Task list:
1 - Using the forum post below on passively cooling a Pi 4, decide whether each statement agrees with it: (a) the ambient room temperature during the tests was 19C; (b) the USB hub heatsink gets very hot during the stress tests; (c) the tests ran until the temperature plateaued for 10 minutes. Answer yes or no for each, quoting the deciding words.
2 - Reproduce the part of the forum post below on passive Pi 4 cooling starting with "The tests were" and going on through "the throttling threshold.".
3 - Carry on the forum post below about passively cooling a Pi 4, picking up after its final sentence.

Text extract:
_ _ _ _ _

Hi there,
I thought I'd share the results of my passive cooling testing and my efforts to avoid over-baking my Pi 4.
Aim:
Run the Pi 4 at high load without the use of active cooling. Fan noise is a pet hate of mine. Generic IC heatsinks were the preferred option due to their low cost and good availability.
Test setup:
![Image]()
* Raspberry Pi 4 Model B Rev 1.5
* Official Pi 4 USB-C Power Supply
* Pi 4 Official Case (Lid removed as per photo)
* 14.5x14x13mm SoC heatsink
* 14x10x6mm RAM heatsink
* 9x9x5mm USB hub heatsink
* Bookworm (64-bit, Wayfire)
* arm_boost disabled in /boot/config.txt - 1.5 GHz max ARM clock
* 4k60 mode enabled in /boot/config.txt or raspi-config - 550 MHz GPU clock
Tests were run on the Wayfire desktop, connected to a 1440p 120 Hz monitor.
One USB keyboard/mouse receiver was connected to one of the USB 2.0 ports.
Wifi was enabled and connected to a network.
The ambient room temperature was 19C (because Scotland).
Tests:
CPU stressor:GPU stressor:
These commands provoke 99-100% CPU and GPU usage in Task manager (The `grim` screenshot tool temporarily drops the GPU usage while capturing as can be seen in the screenshot).
The tests were run until the temperature plateaued for 10 minutes.
Results:
Right-click on the below screenshot and select 'Open image in new tab' to view the full resolution image (and be able read the text).
![Image]()
As can be seen, the reported temperatures are coming in just below the throttling threshold.
Analysis:
While I am pleased with this result, I think that during a warm summer day that we would see thermal throttling due to increased ambient room temperature. However I am still satisfied with the cooling performance considering that this test is well beyond the hardware utilisation that normal desktop usage demands.
The SoC heatsink is a step above the basic offerings, with a good number of tall fins in a dense array. This provides increased surface area for thermal transfer, while still being compatible with the official case. Touching the the top of the heatsink during the stress tests cannot be done for any longer than 2-3 seconds, which can be used as a simple method to gauge thermal transfer performance between the heat source and heatsink.
The memory heatsink gets very hot to the touch during these stress tests. Not quite as hot as the SoC heatsink, but still hot to the point that one wouldn't want to keep a digit pressed down on it for more than 5-10 seconds. Which is why I was surprised not to see a thermal pad for the Pi 5's memory chip on the official Active Cooler.
The USB hub heatsink doesn't get very warm. I can only hypothesise that perhaps the USB interface would need to be hammered with transfers to get this chip to heat up. For these tests, this heatsink is basically cosmetic and not required.
It could be argued that disabling the 1.8 GHz ARM boost clock is excessive - indeed the default boost behaviour is most likely more optimal for most users. The increased thermal headroom (of around 5C or so at max load, from my observations) is a personal preference on my part.

_ _ _ _ _

Given information:

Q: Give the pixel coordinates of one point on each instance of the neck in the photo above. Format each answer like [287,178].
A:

_ _ _ _ _

Responses in order:
1 -
(a) Yes: "The ambient room temperature was 19C (because Scotland)."
(b) No: "The USB hub heatsink doesn't get very warm."
(c) Yes: "The tests were run until the temperature plateaued for 10 minutes."

2 -
The tests were run until the temperature plateaued for 10 minutes.
Results:
Right-click on the below screenshot and select 'Open image in new tab' to view the full resolution image (and be able read the text).
![Image]()
As can be seen, the reported temperatures are coming in just below the throttling threshold.

3 -
I still think the official case could have done with a redesign to a the 3-piece format like that of the Pi 3 and 5's though, as with the lid clipped on the Pi 4 is only usable for light tasks before throttling occurs. I leave the lid off during operation for this reason, then clip the protective lid back on once the Pi is switched off. It isn't unworkable, but definitely not as practical a design as the 3 and 5 cases which are excellent.
In terms of sustained performance, I have left the stress tests running for the entire time I have been typing up this post (~1hr), with the SoC temperature staying stable at ~75C.
Closing Comments:
I hope this information is useful to someone - the early days of the Pi 4 being a toaster are long gone and it is a very well-behaved SBC now, in my opinion. Now the Pi 5 can take that prestigious title - as it is, in fact, a very speedy toaster.
Thanks for reading.
I thought I'd share the results of my passive cooling testing and my efforts to avoid over-baking my Pi 4.
Aim:
Run the Pi 4 at high load without the use of active cooling. Fan noise is a pet hate of mine. Generic IC heatsinks were the preferred option due to their low cost and good availability.
Test setup:
* Raspberry Pi 4 Model B Rev 1.5
* Official Pi 4 USB-C Power Supply
* Pi 4 Official Case (Lid removed as per photo)
* 14.5x14x13mm SoC heatsink
* 14x10x6mm RAM heatsink
* 9x9x5mm USB hub heatsink
* Bookworm (64-bit, Wayfire)
* arm_boost disabled in /boot/config.txt - 1.5 GHz max ARM clock
* 4k60 mode enabled in /boot/config.txt or raspi-config - 550 MHz GPU clock
Tests were run on the Wayfire desktop, connected to a 1440p 120 Hz monitor.
One USB keyboard/mouse receiver was connected to one of the USB 2.0 ports.
Wifi was enabled and connected to a network.
The ambient room temperature was 19C (because Scotland).
Tests:
CPU stressor:
Code:
stress-ng --matrix 0 -t 0Code:
glmark2-es2 -b shadow:duration=60 -s 1440x1200 --run-foreverThese commands provoke 99-100% CPU and GPU usage in Task manager (The `grim` screenshot tool temporarily drops the GPU usage while capturing as can be seen in the screenshot).
The tests were run until the temperature plateaued for 10 minutes.
Results:
Right-click on the below screenshot and select 'Open image in new tab' to view the full resolution image (and be able read the text).
As can be seen, the reported temperatures are coming in just below the throttling threshold.
Analysis:
While I am pleased with this result, I think that during a warm summer day that we would see thermal throttling due to increased ambient room temperature. However I am still satisfied with the cooling performance considering that this test is well beyond the hardware utilisation that normal desktop usage demands.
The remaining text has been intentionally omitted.